— start of Source excerpt —

Supporting Friends Friday: Nebraska Energy Observer

Well, it was inevitable—after dedicating an extremely popular edition of Supporting Friends Friday to the irreplaceable Audre Myers, I had to dedicate one to the man and the website that gave her an outlet:  Neo and Nebraska Energy Observer.

I’m not sure how I discovered Nebraska Energy Observer, but I suspect it involved Neo leaving a comment on one of my posts a couple of years ago.  I’m generally suspicious of unknown commenters, as the Internet is full of trolls interested in harassing right-wing bloggers, but I quickly figured out that Neo was one of the good guys.

My initial perception was that Neo was obsessed with English history, and I figured his blog was largely dedicated to the “special relationship” between the United States and our erstwhile mother country.  That relationship is, indeed, an important focus of Nebraska Energy Observer (though you’d never guess it from the title), but the blog covers a wide range of topics (including, of course, reflections on the life of an electrical lineman in Nebraska).

Not only does Neo host Audre’s writing; he also began featuring multi-part and standalone fiction last OctoberJessica Hoff‘s fifteen-part (!) Rowan’s Way, about a female Church of England vicar awkwardly (and dangerously!) navigating the dating scene, is a well-plotted and nuanced story that I hope Ms. Hoff will consider publishing as part of a collection of stories.

From what I can gather, Neo has been posting daily—with the help of the aforementioned author friends, and others—for nearly a decade.  That means his blog is a treasure-trove of history, both recent and medieval.  It would be curious to go back through the archives (it appears he’s been blogging at Nebraska Energy Observer since July 2011) to see how his perspective has changed over the years—or how it’s been fortified after a decade of craziness.

It’s thanks to Nebraska Energy Observer that I’ve come to find a little place in the blogosphere.  Neo has championed my writing in the past, and graciously wrote a short review of my book.  It tickles me to no end that he included the review as a preamble to a post celebrating the life of the then-recently deceased Prince Phillip, who I’d like to think would have appreciated the absurdist humor of this chubby colonial.

As far as I can tell, there is no way to donate to Neo to support Nebraska Energy Observer, but if I am mistaken, I’m sure Neo will provide the necessary PayPal link in the comments.  I hope he does—he deserves your support.

If nothing else, give his blog a read.  You’ll be glad you did.


16 thoughts on “Supporting Friends Friday: Nebraska Energy Observer

  1. I remember how I discovered NEO – DA Christianson, as he posts on TCW, mentioned his site in one of his comments. I popped over and I’ve loved it ever since.

    Despite only having a small amount of posters, something I hope to change by posting NEO’s articles elsewhere, it’s a very warm place. For me, a home away from home. The articles are as disparate as they are knowledgeable and the writers have a fantastic depth of experience about them.

    As for David himself, he’s a lovely gentleman. An anglophile, a historian but most of all, a true American patriot. I hope one day Tina and I get to meet him. For one, I’d like to drop him in the middle of the English countryside without a map and a compass and see how he gets about! 🙂

    Liked by 2 people

    • Yes, I’m not sure how I first stumbled upon David/Neo, but somehow we got linked up and I am very thankful. Neo’s site is responsible for bringing all of us together here, and I’m glad that I can be a part of the TCW/Neo blogosphere.

— end of Source excerpt —
— start of Record list —

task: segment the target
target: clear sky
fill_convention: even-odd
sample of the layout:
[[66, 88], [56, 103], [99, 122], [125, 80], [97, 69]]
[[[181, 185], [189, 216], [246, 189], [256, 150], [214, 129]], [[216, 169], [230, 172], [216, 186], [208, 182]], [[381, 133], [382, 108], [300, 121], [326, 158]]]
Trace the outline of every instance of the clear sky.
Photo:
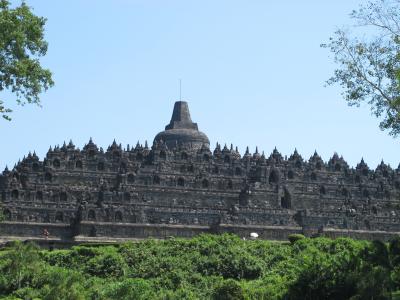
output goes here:
[[316, 149], [325, 161], [336, 151], [351, 166], [364, 157], [397, 167], [400, 139], [380, 131], [368, 107], [348, 107], [339, 87], [324, 87], [335, 65], [319, 45], [362, 2], [27, 0], [48, 19], [42, 62], [56, 85], [42, 108], [15, 107], [12, 122], [0, 121], [0, 169], [70, 139], [79, 148], [90, 137], [103, 148], [114, 138], [151, 144], [180, 78], [211, 149], [297, 148], [306, 159]]

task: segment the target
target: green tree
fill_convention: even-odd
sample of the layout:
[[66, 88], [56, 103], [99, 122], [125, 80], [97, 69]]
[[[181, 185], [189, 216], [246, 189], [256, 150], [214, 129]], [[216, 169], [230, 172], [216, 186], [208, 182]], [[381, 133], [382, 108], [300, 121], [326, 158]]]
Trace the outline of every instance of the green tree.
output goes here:
[[0, 260], [0, 290], [17, 290], [29, 286], [33, 278], [42, 270], [43, 262], [39, 249], [33, 243], [16, 241]]
[[[24, 2], [10, 8], [9, 1], [0, 0], [0, 92], [15, 94], [20, 105], [40, 105], [39, 94], [54, 85], [51, 72], [39, 62], [47, 52], [45, 23]], [[3, 118], [10, 120], [11, 112], [0, 99]]]
[[375, 0], [351, 13], [352, 30], [340, 29], [328, 48], [339, 66], [327, 81], [339, 84], [349, 105], [366, 102], [382, 130], [400, 134], [400, 1]]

— end of Record list —

## Written exercise
Write what comes next in the blog post praising Nebraska Energy Observer, picking up right after its final comment.

## Response for this exercise
      I think Neo would thrive in the English countryside, map or no. One day I will finally get out to Nebraska and pay him a visit.

      Liked by 3 people

  2. Thanks for the picture heading, by the way, for both this article and the one that headed the drive through Georgia. I have copied both. Great background and avatar pictures – I’m using this one for my CW avatar.

    Liked by 3 people

  3. Lovely article, Port. Well done.

    Neo is like an onion … (lol). One sort of has to hang around awhile to begin to appreciate the depth of his knowledge, his ability to connect the dots from the past to the ‘breaking news’ of the day, and his ability to present complex information in an easily accessible format.

    What doesn’t take long is the realization that he feels things deeply, has a (very British) reserve about him, but can cuss and carry-on with the best. His is a very dry sense of humor but it’s delightful!

    The thing I admire most, after his intelligence, is his deep patriotism. If I’m a flag waver, Neo is the pole that holds it up. Where would the flag be if it weren’t for the pole?

    I’ve been blessed to make his acquaintance and doubly blessed to be able to call him my friend.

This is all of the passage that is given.